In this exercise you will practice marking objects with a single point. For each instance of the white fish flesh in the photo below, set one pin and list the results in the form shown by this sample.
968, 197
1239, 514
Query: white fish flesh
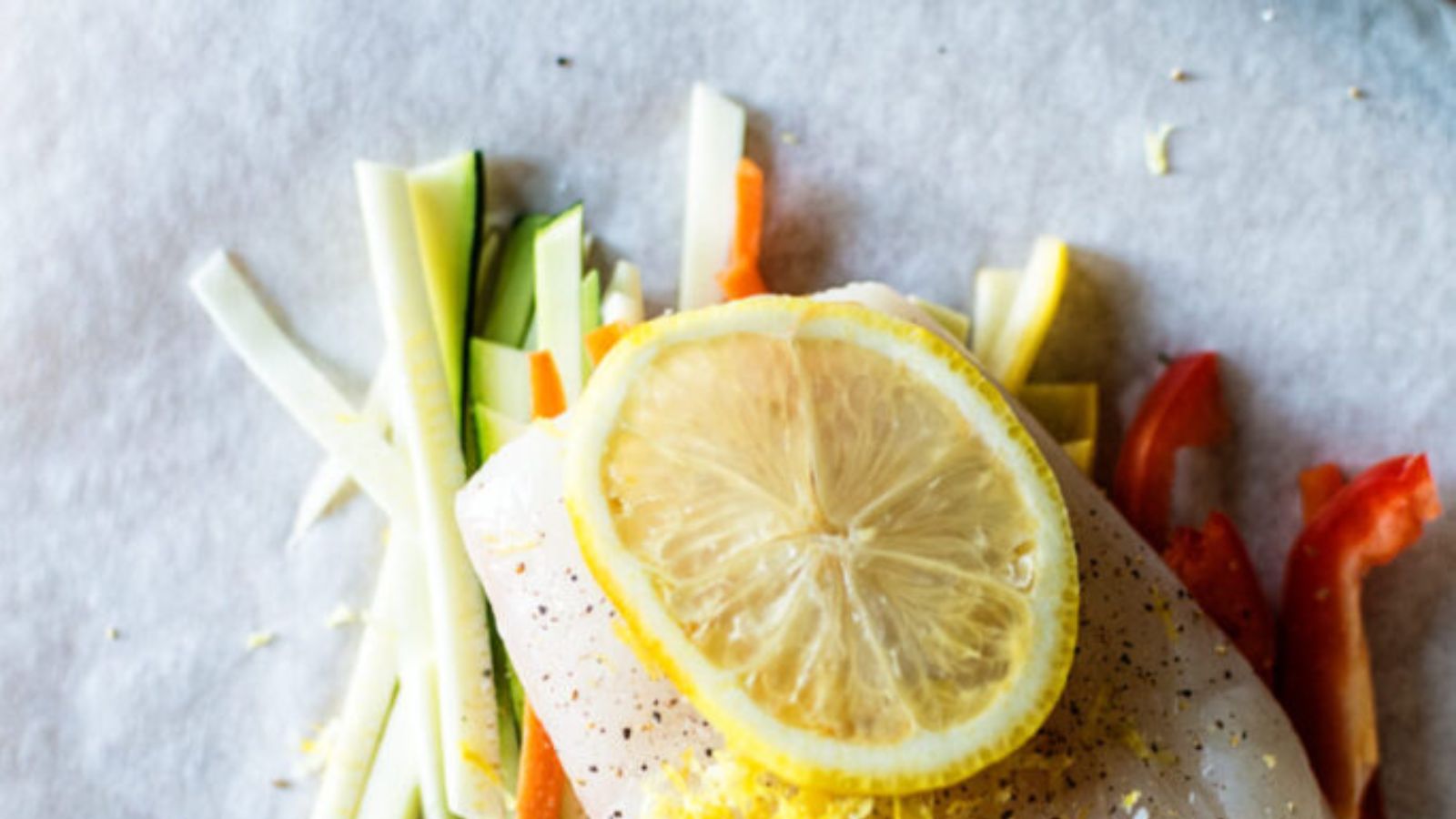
1161, 716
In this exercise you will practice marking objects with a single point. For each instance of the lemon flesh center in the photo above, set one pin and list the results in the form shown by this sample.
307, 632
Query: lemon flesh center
826, 526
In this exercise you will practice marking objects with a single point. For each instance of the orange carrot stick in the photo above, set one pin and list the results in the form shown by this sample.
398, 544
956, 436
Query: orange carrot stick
542, 784
742, 278
548, 398
602, 339
1317, 486
542, 778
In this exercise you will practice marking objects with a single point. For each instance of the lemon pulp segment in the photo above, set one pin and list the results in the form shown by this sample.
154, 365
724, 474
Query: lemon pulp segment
836, 541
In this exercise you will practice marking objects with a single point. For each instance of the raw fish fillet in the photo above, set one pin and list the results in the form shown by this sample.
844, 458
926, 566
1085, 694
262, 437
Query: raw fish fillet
1161, 716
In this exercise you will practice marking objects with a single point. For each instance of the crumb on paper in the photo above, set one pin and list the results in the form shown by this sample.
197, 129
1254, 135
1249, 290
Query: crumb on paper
315, 746
342, 615
259, 639
1155, 149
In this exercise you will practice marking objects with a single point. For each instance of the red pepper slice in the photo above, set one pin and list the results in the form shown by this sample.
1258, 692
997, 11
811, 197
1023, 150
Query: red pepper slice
1184, 409
1317, 486
1325, 681
1216, 569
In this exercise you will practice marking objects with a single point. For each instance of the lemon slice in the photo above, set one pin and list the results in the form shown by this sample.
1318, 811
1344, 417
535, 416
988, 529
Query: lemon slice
830, 532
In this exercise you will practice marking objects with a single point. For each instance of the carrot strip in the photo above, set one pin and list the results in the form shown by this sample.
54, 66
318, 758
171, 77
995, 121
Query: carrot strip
742, 278
548, 398
542, 778
602, 339
543, 782
1317, 486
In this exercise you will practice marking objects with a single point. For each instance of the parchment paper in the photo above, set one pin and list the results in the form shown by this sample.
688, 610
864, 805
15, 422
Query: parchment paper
147, 484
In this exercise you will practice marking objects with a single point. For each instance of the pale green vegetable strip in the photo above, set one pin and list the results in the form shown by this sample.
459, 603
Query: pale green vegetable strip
393, 782
995, 292
369, 695
715, 136
494, 430
501, 379
513, 293
1026, 321
426, 424
590, 315
443, 198
558, 298
954, 322
531, 339
303, 390
419, 683
590, 302
622, 300
420, 697
331, 481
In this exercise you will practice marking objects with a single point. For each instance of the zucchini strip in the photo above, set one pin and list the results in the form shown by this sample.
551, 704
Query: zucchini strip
558, 298
393, 782
303, 390
368, 702
622, 300
427, 426
715, 137
332, 481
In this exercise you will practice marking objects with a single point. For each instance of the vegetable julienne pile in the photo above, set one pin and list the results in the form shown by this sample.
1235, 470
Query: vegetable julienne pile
490, 329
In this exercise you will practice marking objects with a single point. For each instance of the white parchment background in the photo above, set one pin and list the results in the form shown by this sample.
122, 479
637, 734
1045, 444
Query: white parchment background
147, 482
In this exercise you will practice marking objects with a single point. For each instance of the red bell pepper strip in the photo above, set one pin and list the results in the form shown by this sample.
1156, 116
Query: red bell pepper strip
1184, 409
1325, 681
1216, 569
1317, 486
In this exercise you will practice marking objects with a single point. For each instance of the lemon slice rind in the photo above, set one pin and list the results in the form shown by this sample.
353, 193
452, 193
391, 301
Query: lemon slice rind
928, 758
= = = = = = =
▸ What you have to do
Your copy should match the records word for word, with the pictures removed.

▸ Written solution
In this exercise you will practice marking objects with a single point. For each instance of the white fish flesh in the photo below, set one pin and list the results in the form shown by this sample.
968, 197
1239, 514
Query: white fish flesh
1161, 716
In this exercise you will practice marking objects with a single point. For each instance of the lemon flesh center in the photo above, set one pin and list the results in the form shown by this sample.
307, 632
Query: lemon flesh center
826, 526
In this exercise you will practice marking objects with a single point. For each instance of the orange carrot stick in the photo above, set one pin and list the results in the form shown by this sample.
398, 544
956, 436
Query: orange carrot stick
542, 784
742, 278
548, 398
602, 339
1317, 486
542, 778
In this exercise you will practice marking objects with a single point. For each instance of the lemon pulp segment in the photo above, set one pin and list the results in the form shown by this sample.
154, 365
724, 474
Query: lemon pulp segment
836, 541
In this exercise you will practice marking objects with a single point. For each instance of the raw fish fillet in the photo above, set one pin and list the results in the form shown by this sample.
844, 458
926, 566
1085, 694
262, 437
Query: raw fish fillet
1161, 716
In this exercise you will practice marking objects with a single point. For each instance of the crumb on paper in the photo above, set one pin and list the results in the form shown by this sample.
197, 129
1254, 135
1249, 290
Query: crumb on paper
315, 746
342, 615
259, 639
1155, 149
In this exercise you will practice marking objects with a single point. For each instance of the red pepper slice in the photo above, set one pin and list the results in the form shown by this sample.
1258, 692
997, 11
811, 197
1023, 150
Query: red pepper slice
1184, 409
1317, 486
1325, 681
1216, 569
In this exercise you will practice marking objects with a single point. For each instance of the lemon slice in the photo above, set one pin and list the results in the form shown by this sample.
1318, 811
1344, 417
535, 416
988, 529
Query: lemon slice
830, 532
In this exercise you will practice marking objects with a single point. For each instance of the carrot strip in the photo above, set one pin and list the results in the form shown by this sample.
54, 66
318, 758
171, 77
995, 121
Query: carrot strip
742, 278
548, 398
542, 778
602, 339
543, 782
1317, 486
In this exercise you will practice marking objects with a single point. For each instance of the parchment paper in the photo above, set one pin and list the results in the form shown by this sample.
688, 610
864, 805
15, 422
Query: parchment paper
147, 484
In this exercise you will practice marking objects with a single point. For each instance of the pale green vegetable strip in the photo above, set one pin and list the results in the form shown by this sample.
459, 603
Query: pale green vegetable strip
393, 782
995, 292
369, 695
715, 136
494, 430
501, 379
513, 293
1026, 321
426, 424
590, 315
443, 198
558, 298
954, 322
531, 339
303, 390
419, 683
590, 302
622, 300
420, 697
331, 481
In this exercise you will practice marking objects with a single point. For each instance of the zucchini strip in the photo above, set one pin and list the results in the form shown by this sample.
551, 704
Query: zucchini strip
558, 298
393, 782
303, 390
368, 702
622, 300
427, 426
715, 137
332, 481
In this exercise you will practice marking objects with a single point. For each instance of the vegetable julienne pile in the photo above, set one pin and list the results in the form shown by this sample.
1235, 470
Query: vegetable julienne pile
490, 329
In this exercise you will practice marking objects with a single point. For each instance of the white parchment background in the photo above, set one pin and list the results in the form shown by this sample.
122, 479
637, 734
1045, 444
Query: white parchment background
147, 482
In this exercise you will practice marking objects with a single point. For each instance of the red bell pepper strip in the photo above, set one pin and list the results in the form shown by this sample.
1156, 116
Query: red bell pepper strip
1184, 409
1325, 681
1216, 569
1317, 486
In this exercise you will practice marking objects with a single point. For each instance of the lemon slice rind in the photo above, set one pin and list the results in the form shown by this sample.
353, 193
452, 193
391, 301
Query: lemon slice rind
928, 758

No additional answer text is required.